ABOUT THIS TASK:
Output the listing word for word, minus pictures.

RECORDED INFORMATION:
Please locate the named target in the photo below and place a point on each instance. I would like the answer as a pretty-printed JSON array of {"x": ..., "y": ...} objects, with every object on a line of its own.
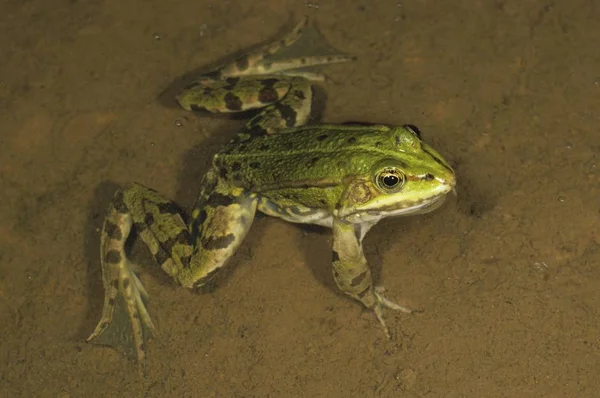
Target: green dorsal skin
[{"x": 345, "y": 177}]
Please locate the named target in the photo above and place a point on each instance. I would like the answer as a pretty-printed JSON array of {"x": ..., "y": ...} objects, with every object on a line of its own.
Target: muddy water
[{"x": 506, "y": 273}]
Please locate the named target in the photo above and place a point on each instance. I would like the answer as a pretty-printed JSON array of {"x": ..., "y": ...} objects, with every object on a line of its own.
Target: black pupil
[{"x": 391, "y": 180}]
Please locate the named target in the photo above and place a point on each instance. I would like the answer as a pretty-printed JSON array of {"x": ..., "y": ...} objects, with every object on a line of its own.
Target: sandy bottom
[{"x": 506, "y": 273}]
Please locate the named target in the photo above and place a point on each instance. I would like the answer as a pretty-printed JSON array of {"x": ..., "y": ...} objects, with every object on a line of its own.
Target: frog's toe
[
  {"x": 125, "y": 324},
  {"x": 382, "y": 302}
]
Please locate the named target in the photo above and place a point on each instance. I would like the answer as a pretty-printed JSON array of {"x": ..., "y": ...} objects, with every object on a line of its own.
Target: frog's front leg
[
  {"x": 190, "y": 254},
  {"x": 352, "y": 273}
]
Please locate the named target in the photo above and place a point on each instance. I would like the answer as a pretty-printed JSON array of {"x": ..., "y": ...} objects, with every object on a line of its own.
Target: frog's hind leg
[
  {"x": 290, "y": 110},
  {"x": 261, "y": 61},
  {"x": 352, "y": 273},
  {"x": 125, "y": 322}
]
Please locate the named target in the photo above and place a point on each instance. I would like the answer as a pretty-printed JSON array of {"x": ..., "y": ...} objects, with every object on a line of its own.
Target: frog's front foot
[{"x": 382, "y": 302}]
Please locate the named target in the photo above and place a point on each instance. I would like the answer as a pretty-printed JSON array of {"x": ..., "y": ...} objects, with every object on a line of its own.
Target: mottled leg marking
[
  {"x": 291, "y": 110},
  {"x": 352, "y": 273},
  {"x": 125, "y": 320},
  {"x": 190, "y": 254}
]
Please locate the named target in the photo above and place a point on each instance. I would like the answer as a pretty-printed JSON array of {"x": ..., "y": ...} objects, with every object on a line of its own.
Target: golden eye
[{"x": 390, "y": 179}]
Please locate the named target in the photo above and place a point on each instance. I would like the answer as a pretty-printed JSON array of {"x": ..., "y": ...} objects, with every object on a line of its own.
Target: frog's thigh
[
  {"x": 350, "y": 268},
  {"x": 223, "y": 222},
  {"x": 291, "y": 110}
]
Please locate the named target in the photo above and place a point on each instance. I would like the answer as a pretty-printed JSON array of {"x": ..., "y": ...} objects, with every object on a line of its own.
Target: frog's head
[{"x": 409, "y": 178}]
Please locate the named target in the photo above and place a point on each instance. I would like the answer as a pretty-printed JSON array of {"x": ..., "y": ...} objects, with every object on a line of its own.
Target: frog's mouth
[
  {"x": 426, "y": 206},
  {"x": 398, "y": 209}
]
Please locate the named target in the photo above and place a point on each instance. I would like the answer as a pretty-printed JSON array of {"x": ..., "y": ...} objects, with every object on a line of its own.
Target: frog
[{"x": 345, "y": 177}]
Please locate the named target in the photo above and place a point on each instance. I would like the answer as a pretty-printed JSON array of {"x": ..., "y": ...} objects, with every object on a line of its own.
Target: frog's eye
[
  {"x": 390, "y": 179},
  {"x": 413, "y": 129}
]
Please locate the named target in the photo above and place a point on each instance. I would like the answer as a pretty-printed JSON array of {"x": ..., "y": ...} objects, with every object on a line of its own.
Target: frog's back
[{"x": 306, "y": 156}]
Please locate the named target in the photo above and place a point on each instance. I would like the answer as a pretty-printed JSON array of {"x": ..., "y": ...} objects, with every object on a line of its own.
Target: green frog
[{"x": 344, "y": 177}]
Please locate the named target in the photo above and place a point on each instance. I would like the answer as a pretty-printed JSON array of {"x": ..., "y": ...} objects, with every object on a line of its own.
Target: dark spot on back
[
  {"x": 168, "y": 208},
  {"x": 112, "y": 230},
  {"x": 335, "y": 257},
  {"x": 161, "y": 256},
  {"x": 364, "y": 292},
  {"x": 118, "y": 202},
  {"x": 287, "y": 113},
  {"x": 148, "y": 220},
  {"x": 357, "y": 231},
  {"x": 216, "y": 199},
  {"x": 299, "y": 94},
  {"x": 242, "y": 63},
  {"x": 220, "y": 242},
  {"x": 231, "y": 82},
  {"x": 112, "y": 257},
  {"x": 223, "y": 172},
  {"x": 233, "y": 102},
  {"x": 268, "y": 95},
  {"x": 358, "y": 279}
]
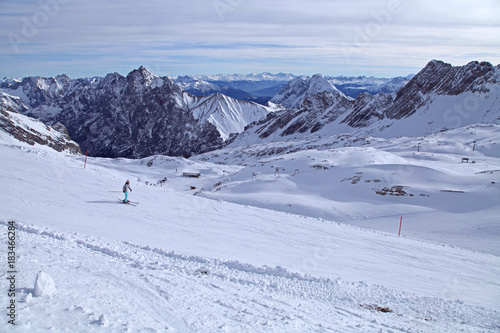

RESPONSE BOX:
Please locate the named target in the photo below and place a point on each instance. I would like the answer as a pretty-printed JSON array of {"x": ..., "y": ...} objects, with every object on a line of its own.
Target: green dorsal skin
[{"x": 345, "y": 177}]
Please locate the named target in the photo above and place a point on each instance. I would like the answer as a pretty-printed JSON array of {"x": ..., "y": ...} objects, with every object on a line of its own.
Target: muddy water
[{"x": 506, "y": 273}]
Please locate the named target in the photo above and place a point on each instance. I would like the answer as a pretty-printed JSON array of {"x": ..., "y": ...} objects, with every object on a line of its own.
Target: black pupil
[{"x": 391, "y": 180}]
Please locate the named target in the photo above and place a point on each instance. I would like the answer as a pretty-printed JSON array of {"x": ..., "y": ...} objects, with every object on a line of its own.
Target: sandy bottom
[{"x": 506, "y": 273}]
Please locate the named target in the photo above and place a point on each instance. I would like the answer as a pretty-printed JSON array of {"x": ..., "y": ...} objects, with every object on a line of its own.
Target: frog's toe
[
  {"x": 125, "y": 324},
  {"x": 382, "y": 302}
]
Please locate the named target in the photo above and place a point on each instance. I would like the answer as a pretty-printed JSON array of {"x": ..., "y": ...} objects, with every object on a line of its own.
Target: frog's front leg
[
  {"x": 190, "y": 254},
  {"x": 352, "y": 273}
]
Please locate the named target in the photo above and place a point on each instance. I would like the answer as a pretty-printed JSON array of {"x": ..., "y": ...} objects, with every object on a line of its own.
Target: frog's hind leg
[
  {"x": 290, "y": 110},
  {"x": 261, "y": 61},
  {"x": 352, "y": 273},
  {"x": 125, "y": 322}
]
Please locate the named target in the photo above and place a point on each instance. I would like the answer as a pretty-printed JSON array of {"x": ..., "y": ...} objects, with every object on a line of its own.
Target: frog's front foot
[{"x": 382, "y": 302}]
Please locate the named target in the photo above and place a point on each instance. I would like the answer as a pretty-printed JSON array of {"x": ..., "y": ...} objects, with every object on a line of its own.
Target: mottled leg marking
[
  {"x": 291, "y": 110},
  {"x": 352, "y": 273},
  {"x": 125, "y": 320},
  {"x": 190, "y": 254}
]
Please locate the named target in the photo above and place a point on each instance. I would like the answer as a pretty-printed JSON array of {"x": ..., "y": ...} objects, with every object on a line of its own.
Target: golden eye
[{"x": 390, "y": 179}]
Please locate the named target in the photo above and place a point on each instance. I would like the answer as a pretty-printed JSON array of {"x": ..., "y": ...} objects, with every object on a line of its own.
Target: frog's thigh
[
  {"x": 350, "y": 268},
  {"x": 223, "y": 222},
  {"x": 291, "y": 110}
]
Please locate the named target in the photo above and place a point on each instance. I would like the answer as a pretty-printed JSON array of {"x": ..., "y": ...} objects, with every object on a line of its own.
Target: frog's head
[{"x": 409, "y": 178}]
Please locate the named target in the photo above and place a point on each instance. I would like the answer as a pretty-printed JSON array of {"x": ..., "y": ...} objects, with every object on a line of its own.
Target: frog's mouth
[
  {"x": 426, "y": 206},
  {"x": 398, "y": 209}
]
Please locate the named target in the photo above and place a point on each instance. I would like the answer as a pretty-printed JSON array of {"x": ..., "y": ...} objects, with every object on a line of its own.
Target: frog
[{"x": 345, "y": 177}]
Please locate the named target in the photo above and place a point on each instance. I would like the answer as a pretty-printed JSON array of {"x": ..., "y": ...} objects, with every object on a line of its own.
Target: frog's eye
[
  {"x": 390, "y": 179},
  {"x": 413, "y": 129}
]
Please locate the named target in the photo above and place a point on each instance. I would like the answer as a pretty-printed JSON array of {"x": ..., "y": ...} objects, with every object on a line of its own.
Target: frog's back
[{"x": 306, "y": 156}]
Please locate the named target in the photo above and place a point on each instance. I would like the answer as a pretty-printed JSON array of {"x": ..., "y": ...} objects, with every object on a line of its own.
Target: green frog
[{"x": 344, "y": 177}]
Please locate the named target in the photo above and place a point on each instance. I would like the answer as a pretty-printed JSON array of {"x": ..., "y": ...} objects, with every object on a line of its own.
Target: dark spot on back
[
  {"x": 168, "y": 208},
  {"x": 112, "y": 230},
  {"x": 335, "y": 257},
  {"x": 161, "y": 256},
  {"x": 364, "y": 292},
  {"x": 118, "y": 202},
  {"x": 287, "y": 113},
  {"x": 148, "y": 220},
  {"x": 357, "y": 231},
  {"x": 216, "y": 199},
  {"x": 299, "y": 94},
  {"x": 242, "y": 63},
  {"x": 220, "y": 242},
  {"x": 231, "y": 82},
  {"x": 112, "y": 257},
  {"x": 223, "y": 172},
  {"x": 233, "y": 102},
  {"x": 268, "y": 95},
  {"x": 358, "y": 279}
]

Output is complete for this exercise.